[LA SOLICITUD]:
Por favor, reproduce palabra por palabra el texto sobre los guerrilleros españoles de 1944, comenzando por "Últimos días del" y siguiendo hasta "por ellos mismos.".

***** FRAGMENTO DE PÁGINA

Últimos días del verano de 1944. Transformado el Comité de Liberación Nacional de la Resistencia en Gobierno Provisional de la República Francesa y tras la liberación de París el 24 de agosto de 1944 y de la Francia de Vichy, iniciada con el desembarco de las tropas aliadas en el sureste francés, la Operación Dragoon del 15 de agosto, al otro lado de los Pirineos se hallaba un ejército de 11.000 guerrilleros españoles, preparados para la acción y eufóricos por las victorias aliadas contra el nazismo, muchas protagonizadas por ellos mismos.
Esperaban órdenes de la Unión Nacional (UN, o UNE: Unión Nacional Española), organización política unitaria fundada en 1942, abierta a los partidos políticos democráticos y antifranquistas –incluso carlistas, 'juanistas' y católicos– y de la que, por tanto, sólo se excluía a la Falange, aunque como estaba promovida y fiscalizada por el Partido Comunista de España (PCE) sólo ingresaron a título individual representantes de algunos de los otros partidos, mientras que éstos, en los que estaba generalizada la desconfianza hacia los comunistas en los últimos años de la República y de la guerra, prefirieron como entidad política unitaria la Junta Española de Liberación (JEL), fundada en 1943 por los republicanos exiliados en México, o la Alianza de Fuerzas Democráticas, constituida en España a finales de 1944 por los 'prietistas' del PSOE y sectores republicanos y de la CNT (y en la que el PCE, disuelta la UN, terminaría por ingresar en 1946).

**********
***** FILAS PROPORCIONADAS

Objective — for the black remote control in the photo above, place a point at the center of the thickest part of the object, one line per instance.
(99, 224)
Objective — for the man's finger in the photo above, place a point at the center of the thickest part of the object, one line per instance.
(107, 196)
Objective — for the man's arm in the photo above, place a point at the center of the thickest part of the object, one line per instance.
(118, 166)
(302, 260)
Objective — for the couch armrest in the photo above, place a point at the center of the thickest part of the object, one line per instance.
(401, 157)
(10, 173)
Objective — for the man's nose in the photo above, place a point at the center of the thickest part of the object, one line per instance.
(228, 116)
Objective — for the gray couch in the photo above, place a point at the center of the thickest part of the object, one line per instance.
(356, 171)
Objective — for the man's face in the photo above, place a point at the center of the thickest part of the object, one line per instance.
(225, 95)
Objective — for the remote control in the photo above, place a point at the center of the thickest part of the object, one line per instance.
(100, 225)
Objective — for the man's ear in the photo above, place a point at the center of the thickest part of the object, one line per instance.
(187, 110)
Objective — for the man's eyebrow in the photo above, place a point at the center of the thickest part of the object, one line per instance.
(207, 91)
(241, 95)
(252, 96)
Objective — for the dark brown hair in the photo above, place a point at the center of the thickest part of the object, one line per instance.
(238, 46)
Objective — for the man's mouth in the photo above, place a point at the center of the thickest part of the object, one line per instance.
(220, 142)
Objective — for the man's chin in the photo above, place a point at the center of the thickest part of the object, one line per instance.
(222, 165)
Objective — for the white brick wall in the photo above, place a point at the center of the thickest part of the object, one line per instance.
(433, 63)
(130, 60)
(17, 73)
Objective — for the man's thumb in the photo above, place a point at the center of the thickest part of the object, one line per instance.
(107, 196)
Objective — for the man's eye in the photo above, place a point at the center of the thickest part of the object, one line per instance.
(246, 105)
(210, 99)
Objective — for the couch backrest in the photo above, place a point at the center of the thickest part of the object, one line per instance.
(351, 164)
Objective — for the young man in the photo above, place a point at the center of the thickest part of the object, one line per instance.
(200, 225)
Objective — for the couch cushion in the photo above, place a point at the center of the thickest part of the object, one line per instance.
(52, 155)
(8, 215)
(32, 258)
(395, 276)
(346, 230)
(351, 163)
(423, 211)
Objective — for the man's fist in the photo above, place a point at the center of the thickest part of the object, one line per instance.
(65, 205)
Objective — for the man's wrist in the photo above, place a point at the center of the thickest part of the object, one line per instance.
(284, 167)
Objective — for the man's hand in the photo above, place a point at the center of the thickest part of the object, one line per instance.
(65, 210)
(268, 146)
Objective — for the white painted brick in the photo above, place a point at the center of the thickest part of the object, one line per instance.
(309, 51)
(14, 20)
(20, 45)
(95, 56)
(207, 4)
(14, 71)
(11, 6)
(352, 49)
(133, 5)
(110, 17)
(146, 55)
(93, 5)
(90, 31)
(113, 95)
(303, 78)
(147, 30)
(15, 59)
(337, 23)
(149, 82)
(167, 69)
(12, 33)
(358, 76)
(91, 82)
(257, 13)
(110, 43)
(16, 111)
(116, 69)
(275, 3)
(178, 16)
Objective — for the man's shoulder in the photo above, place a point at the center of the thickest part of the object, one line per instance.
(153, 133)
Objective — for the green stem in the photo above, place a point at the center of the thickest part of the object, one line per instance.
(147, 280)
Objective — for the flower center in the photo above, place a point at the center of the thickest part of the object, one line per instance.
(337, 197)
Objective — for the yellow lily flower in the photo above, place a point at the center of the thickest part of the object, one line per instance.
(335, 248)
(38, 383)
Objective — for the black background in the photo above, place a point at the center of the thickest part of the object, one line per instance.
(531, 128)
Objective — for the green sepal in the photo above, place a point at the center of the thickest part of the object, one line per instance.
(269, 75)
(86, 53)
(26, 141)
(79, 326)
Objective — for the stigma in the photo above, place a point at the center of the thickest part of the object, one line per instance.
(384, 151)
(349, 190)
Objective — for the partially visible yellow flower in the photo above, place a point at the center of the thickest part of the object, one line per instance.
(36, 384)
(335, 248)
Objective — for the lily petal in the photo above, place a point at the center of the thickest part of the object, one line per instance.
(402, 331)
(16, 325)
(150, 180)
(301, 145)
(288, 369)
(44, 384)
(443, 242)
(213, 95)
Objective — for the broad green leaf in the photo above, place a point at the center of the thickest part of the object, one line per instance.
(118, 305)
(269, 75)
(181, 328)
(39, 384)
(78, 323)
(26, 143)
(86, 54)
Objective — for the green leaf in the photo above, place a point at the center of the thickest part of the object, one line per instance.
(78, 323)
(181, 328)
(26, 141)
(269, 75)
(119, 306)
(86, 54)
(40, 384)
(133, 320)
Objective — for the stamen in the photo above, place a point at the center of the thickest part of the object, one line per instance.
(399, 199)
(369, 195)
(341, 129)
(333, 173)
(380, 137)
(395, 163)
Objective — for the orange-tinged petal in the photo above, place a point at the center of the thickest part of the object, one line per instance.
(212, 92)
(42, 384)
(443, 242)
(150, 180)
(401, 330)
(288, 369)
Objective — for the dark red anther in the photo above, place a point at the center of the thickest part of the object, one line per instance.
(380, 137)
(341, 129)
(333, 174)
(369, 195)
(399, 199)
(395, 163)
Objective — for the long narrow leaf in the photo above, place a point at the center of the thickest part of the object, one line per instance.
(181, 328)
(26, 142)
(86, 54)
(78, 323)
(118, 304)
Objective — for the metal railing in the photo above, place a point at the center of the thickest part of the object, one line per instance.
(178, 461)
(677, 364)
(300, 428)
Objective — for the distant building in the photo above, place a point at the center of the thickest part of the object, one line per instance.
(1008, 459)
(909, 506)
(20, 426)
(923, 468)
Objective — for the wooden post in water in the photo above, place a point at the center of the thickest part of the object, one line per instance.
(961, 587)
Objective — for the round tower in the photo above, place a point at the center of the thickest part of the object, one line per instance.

**********

[SALIDA COMPLETA]:
Últimos días del verano de 1944. Transformado el Comité de Liberación Nacional de la Resistencia en Gobierno Provisional de la República Francesa y tras la liberación de París el 24 de agosto de 1944 y de la Francia de Vichy, iniciada con el desembarco de las tropas aliadas en el sureste francés, la Operación Dragoon del 15 de agosto, al otro lado de los Pirineos se hallaba un ejército de 11.000 guerrilleros españoles, preparados para la acción y eufóricos por las victorias aliadas contra el nazismo, muchas protagonizadas por ellos mismos.